La cronaca torna sul suicidio assistito. Questa volta non si tratta dell’assistenza prestata a chi intendeva togliersi la vita in un’asettica clinica della morte: ci ha già pensato una sentenza, quella resa dalla Corte di Assise di Massa, ad assolvere gli accompagnatori, interpretando estensivamente la decisione della Corte Costituzionale sul caso di Fabiano Antoniani. Quel caso è chiuso, per lo meno per giudici e attivisti pro-eutanasia, e salvo l’esito dell’impugnazione prospettata dal pubblico ministero.
Si tratta di alzare il tiro. E portare alle estreme conseguenze quanto stabilito dalla Consulta; insomma, percorrere la via giudiziaria all’eutanasia, fino in fondo.
Procediamo con ordine. Cosa c’è scritto nella sentenza della Corte? Che l’aiuto al suicidio non è punibile se il proposito è stato assunto, in maniera autonoma, da persona capace di prendere decisioni libere e consapevoli, tenuta in vita da trattamenti di sostegno vitale e affetta da patologia irreversibile, fonte di sofferenze fisiche o psicologiche intollerabili. Queste le condizioni perché chi commette un fatto –tuttora considerato reato dall’art. 580 del codice penale – vada esente da pena.

● ● ● ●

__OPERAZIONI RICHIESTE__
1 > Trascrivi il passo dell'articolo sul suicidio assistito compreso tra «Si tratta di» e «fino in fondo.», estremi inclusi.
2 > Prosegui l'articolo sul suicidio assistito, riprendendo subito dopo la sua ultima frase.

● ● ● ●

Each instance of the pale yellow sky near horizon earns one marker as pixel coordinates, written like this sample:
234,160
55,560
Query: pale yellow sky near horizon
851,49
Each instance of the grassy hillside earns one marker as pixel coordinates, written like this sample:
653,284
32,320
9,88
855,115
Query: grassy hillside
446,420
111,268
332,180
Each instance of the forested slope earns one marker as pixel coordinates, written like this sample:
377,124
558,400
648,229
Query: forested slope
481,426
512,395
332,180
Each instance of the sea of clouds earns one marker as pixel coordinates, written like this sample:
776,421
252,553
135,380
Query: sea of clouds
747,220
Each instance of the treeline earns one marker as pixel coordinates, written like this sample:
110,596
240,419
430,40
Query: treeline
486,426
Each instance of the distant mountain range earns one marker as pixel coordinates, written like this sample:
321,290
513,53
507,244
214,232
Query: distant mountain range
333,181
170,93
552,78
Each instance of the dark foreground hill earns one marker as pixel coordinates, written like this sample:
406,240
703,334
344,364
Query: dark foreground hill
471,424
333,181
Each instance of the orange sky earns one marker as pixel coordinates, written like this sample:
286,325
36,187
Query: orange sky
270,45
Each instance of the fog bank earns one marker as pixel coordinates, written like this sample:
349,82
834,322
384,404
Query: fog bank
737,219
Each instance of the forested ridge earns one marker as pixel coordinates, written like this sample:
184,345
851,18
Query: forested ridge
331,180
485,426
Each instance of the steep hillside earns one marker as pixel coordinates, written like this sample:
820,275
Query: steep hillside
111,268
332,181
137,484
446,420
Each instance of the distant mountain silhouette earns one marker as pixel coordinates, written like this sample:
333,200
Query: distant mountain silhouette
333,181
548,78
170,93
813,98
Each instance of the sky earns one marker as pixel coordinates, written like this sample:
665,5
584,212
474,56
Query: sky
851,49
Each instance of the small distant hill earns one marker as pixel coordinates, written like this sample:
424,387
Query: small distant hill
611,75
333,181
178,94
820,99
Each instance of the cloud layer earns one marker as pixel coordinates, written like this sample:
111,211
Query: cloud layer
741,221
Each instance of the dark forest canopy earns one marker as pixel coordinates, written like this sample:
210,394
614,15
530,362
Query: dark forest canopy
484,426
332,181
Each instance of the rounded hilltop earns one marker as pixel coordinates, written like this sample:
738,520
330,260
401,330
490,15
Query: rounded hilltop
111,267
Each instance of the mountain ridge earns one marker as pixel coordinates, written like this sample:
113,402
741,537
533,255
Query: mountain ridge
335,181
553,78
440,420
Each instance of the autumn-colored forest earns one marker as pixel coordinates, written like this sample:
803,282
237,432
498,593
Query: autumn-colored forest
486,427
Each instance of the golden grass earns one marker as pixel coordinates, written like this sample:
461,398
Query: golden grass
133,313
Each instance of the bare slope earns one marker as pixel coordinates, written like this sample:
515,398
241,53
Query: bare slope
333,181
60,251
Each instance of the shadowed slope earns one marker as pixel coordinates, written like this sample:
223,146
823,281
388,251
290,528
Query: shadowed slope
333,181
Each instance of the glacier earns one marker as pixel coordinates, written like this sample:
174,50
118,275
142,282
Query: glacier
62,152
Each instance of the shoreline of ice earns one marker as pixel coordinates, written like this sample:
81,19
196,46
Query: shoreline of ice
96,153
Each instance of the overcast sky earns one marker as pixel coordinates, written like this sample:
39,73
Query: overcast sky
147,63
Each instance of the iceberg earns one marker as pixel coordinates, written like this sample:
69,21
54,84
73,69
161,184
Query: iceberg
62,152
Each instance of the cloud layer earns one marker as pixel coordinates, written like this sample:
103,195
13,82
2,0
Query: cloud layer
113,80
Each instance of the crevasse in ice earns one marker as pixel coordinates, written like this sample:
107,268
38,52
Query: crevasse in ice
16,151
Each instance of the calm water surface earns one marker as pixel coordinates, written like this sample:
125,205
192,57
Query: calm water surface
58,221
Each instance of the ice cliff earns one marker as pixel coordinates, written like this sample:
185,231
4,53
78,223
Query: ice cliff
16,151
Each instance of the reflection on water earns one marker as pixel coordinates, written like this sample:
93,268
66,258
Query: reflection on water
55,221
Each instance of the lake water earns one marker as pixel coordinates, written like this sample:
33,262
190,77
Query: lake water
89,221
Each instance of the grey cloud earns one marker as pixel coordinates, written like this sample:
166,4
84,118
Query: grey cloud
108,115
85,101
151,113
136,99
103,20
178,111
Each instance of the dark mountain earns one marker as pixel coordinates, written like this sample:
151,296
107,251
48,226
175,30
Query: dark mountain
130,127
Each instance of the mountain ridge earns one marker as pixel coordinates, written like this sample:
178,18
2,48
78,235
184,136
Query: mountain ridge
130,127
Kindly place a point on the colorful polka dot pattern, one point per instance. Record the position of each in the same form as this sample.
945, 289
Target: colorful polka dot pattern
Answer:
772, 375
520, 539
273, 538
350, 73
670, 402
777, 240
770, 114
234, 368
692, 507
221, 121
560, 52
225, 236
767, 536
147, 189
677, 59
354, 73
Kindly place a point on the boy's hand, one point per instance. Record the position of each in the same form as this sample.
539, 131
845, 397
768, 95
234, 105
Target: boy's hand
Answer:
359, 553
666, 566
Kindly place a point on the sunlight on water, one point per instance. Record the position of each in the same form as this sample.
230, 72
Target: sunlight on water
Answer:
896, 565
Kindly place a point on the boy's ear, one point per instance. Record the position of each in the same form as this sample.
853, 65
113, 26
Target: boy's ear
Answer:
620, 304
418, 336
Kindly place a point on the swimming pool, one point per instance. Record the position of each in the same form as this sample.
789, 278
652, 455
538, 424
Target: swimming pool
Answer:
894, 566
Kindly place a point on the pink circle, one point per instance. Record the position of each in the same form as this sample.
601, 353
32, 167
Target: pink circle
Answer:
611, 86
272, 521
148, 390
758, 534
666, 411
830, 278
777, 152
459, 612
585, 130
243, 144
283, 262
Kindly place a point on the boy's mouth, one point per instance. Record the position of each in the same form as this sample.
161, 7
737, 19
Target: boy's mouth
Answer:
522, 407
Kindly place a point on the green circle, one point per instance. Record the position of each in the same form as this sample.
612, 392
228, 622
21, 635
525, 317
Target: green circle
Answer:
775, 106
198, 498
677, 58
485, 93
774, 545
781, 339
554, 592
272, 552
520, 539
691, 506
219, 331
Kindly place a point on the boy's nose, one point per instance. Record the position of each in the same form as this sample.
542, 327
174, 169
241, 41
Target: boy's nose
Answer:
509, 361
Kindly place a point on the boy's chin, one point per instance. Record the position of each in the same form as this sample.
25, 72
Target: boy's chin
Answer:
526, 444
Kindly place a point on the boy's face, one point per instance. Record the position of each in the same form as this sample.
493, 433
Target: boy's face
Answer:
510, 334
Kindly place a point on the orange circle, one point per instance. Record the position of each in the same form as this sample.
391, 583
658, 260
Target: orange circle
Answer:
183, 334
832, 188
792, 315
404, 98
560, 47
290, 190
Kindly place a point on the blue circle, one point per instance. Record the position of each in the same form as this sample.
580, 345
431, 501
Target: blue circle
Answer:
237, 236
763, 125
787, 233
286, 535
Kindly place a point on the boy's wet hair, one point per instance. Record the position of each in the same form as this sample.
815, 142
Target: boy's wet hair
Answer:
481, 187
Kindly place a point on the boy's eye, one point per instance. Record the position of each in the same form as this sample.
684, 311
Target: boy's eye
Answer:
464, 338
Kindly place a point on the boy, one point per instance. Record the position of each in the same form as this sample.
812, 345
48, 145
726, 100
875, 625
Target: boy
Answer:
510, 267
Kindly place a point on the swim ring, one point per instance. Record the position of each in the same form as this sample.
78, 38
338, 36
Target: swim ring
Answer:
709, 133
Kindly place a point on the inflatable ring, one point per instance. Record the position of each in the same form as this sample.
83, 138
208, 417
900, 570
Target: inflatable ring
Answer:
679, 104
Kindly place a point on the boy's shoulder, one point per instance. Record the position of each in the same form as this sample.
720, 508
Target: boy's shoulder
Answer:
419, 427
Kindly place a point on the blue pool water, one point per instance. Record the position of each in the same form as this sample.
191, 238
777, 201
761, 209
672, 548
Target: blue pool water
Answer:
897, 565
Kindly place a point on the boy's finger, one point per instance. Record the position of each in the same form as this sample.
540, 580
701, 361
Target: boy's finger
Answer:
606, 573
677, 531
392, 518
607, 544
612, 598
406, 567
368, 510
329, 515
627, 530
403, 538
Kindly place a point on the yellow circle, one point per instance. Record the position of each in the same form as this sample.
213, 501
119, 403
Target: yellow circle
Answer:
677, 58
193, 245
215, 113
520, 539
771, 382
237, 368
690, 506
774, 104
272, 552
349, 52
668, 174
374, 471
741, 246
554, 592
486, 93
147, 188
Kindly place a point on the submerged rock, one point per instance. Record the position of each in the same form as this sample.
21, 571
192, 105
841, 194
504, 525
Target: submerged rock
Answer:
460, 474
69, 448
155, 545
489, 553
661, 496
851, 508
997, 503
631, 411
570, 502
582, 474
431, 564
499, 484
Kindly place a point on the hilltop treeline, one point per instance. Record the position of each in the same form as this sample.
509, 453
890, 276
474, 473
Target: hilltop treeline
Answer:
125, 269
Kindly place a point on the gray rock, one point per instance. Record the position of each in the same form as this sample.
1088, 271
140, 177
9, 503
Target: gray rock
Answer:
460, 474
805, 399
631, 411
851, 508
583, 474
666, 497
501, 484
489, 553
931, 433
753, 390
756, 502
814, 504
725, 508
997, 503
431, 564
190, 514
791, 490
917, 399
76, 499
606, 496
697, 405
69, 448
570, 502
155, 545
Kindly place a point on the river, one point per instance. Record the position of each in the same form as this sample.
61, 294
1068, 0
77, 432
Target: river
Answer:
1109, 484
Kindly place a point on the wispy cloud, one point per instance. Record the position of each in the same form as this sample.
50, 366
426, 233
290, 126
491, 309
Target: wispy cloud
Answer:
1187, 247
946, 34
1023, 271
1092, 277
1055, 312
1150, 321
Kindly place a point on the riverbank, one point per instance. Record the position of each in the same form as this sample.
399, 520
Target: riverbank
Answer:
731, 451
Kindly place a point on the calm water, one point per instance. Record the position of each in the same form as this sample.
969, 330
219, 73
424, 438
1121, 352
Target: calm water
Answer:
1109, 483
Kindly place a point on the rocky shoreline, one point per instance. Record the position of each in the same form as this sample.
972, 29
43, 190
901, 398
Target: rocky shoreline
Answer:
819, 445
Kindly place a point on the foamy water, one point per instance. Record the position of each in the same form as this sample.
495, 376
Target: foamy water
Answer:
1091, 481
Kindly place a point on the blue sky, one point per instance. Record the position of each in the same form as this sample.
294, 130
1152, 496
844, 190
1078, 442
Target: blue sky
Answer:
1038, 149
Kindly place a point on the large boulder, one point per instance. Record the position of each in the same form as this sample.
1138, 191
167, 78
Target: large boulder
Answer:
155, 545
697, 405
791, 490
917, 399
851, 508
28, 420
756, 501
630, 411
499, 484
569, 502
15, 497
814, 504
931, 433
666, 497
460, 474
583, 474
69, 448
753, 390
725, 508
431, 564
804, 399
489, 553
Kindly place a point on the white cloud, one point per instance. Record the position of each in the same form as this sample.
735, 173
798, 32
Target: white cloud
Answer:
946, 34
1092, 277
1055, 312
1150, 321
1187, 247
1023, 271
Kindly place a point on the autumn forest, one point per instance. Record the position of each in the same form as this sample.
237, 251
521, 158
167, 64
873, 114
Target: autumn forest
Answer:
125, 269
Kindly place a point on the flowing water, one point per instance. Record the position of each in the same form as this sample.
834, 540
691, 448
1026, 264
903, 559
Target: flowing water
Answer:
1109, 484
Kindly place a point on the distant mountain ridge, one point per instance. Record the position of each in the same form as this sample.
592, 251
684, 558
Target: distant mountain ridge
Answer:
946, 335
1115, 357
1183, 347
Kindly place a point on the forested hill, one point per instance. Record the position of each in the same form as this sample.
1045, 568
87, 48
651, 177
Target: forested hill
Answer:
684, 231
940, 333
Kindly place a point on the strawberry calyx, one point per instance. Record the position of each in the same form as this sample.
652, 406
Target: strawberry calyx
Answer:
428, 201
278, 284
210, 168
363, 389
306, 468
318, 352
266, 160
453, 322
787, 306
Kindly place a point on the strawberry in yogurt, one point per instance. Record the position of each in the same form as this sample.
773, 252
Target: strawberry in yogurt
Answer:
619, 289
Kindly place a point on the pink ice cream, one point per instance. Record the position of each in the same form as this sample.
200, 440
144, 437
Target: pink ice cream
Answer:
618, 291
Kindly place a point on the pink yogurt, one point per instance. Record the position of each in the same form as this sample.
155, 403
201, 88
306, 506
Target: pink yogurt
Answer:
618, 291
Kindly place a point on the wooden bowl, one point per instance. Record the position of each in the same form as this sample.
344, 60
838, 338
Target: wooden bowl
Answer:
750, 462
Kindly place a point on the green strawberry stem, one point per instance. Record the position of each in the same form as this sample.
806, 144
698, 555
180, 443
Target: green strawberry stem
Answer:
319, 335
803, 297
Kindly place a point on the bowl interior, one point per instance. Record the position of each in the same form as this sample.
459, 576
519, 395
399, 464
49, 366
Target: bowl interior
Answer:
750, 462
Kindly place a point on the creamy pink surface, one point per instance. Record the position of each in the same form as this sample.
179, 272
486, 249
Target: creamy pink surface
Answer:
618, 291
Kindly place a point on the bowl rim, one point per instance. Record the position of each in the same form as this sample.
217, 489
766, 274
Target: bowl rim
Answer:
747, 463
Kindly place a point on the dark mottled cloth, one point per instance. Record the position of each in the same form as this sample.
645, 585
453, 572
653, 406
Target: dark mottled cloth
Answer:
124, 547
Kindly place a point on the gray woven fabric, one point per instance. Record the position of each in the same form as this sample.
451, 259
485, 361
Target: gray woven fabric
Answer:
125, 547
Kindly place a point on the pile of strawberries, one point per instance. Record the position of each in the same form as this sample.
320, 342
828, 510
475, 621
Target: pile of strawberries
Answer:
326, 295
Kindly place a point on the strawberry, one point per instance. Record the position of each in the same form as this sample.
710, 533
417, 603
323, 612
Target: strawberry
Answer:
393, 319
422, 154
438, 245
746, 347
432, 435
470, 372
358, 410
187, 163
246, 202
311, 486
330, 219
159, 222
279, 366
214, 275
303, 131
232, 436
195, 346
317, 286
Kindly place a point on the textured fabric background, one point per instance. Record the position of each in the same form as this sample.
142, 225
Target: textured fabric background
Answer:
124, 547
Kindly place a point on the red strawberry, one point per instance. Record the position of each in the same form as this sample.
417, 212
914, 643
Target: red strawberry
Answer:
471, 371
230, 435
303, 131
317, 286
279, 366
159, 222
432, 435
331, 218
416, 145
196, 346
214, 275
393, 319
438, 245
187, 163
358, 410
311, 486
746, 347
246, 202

● ● ● ●

__SOLUZIONI DEI QUESITI__
1 >
Si tratta di alzare il tiro. E portare alle estreme conseguenze quanto stabilito dalla Consulta; insomma, percorrere la via giudiziaria all’eutanasia, fino in fondo.

2 >
La Corte ha pure ribadito che dalla nostra carta costituzionale “discende il dovere dello Stato di tutelare la vita di ogni individuo: non quello – diametralmente opposto – di riconoscere all’individuo la possibilità di ottenere dallo Stato o da terzi un aiuto a morire”. Ed ha pure chiarito che non c’è alcun “obbligo di procedere a tale aiuto in capo ai medici”.
Tutto chiaro? Così sembrerebbe. In realtà, nel momento in cui la vita diventa un bene disponibile, le solenne enunciazioni sul dovere dello Stato di tutelare la vita e, attraverso di essa, la dignità di ogni uomo – anche e soprattutto di chi si trovi in una condizione di vulnerabilità tale da fargli sentire la vita come un peso – diventano vuoti simulacri, esposti alle manipolazioni di chi quella dignità calpesta in nome di un’autodeterminazione senza alcun limite.
Già si è detto dell’estensione operata dai giudici di Massa anche per chi non risulti affetto da patologie irreversibili; e tuttavia siamo sempre nell’ambito dell’aiuto prestato da privati. Perché davvero si realizzi il passaggio da una libertà di suicidarsi con l’aiuto di altri ad un vero e proprio diritto occorre altro. E’ necessario che somministrare la morte diventi un dovere per le strutture pubbliche e per i medici. Lo sanno bene coloro che pianificano da anni le battaglie per presentare come conquiste civili la sistematica demolizione di tutto ciò che rende umano il consorzio sociale. Così come sanno bene che non c’è bisogno di attendere i tempi del legislatore e rischiare che ipotetiche maggioranze retrograde frenino l’avanzata dei nuovi diritti. Sanno, cioè, che possono contare sul sostegno di una magistratura che si è assunta il compito di farsi interprete della coscienza sociale, così come rappresentata dai più illuminati.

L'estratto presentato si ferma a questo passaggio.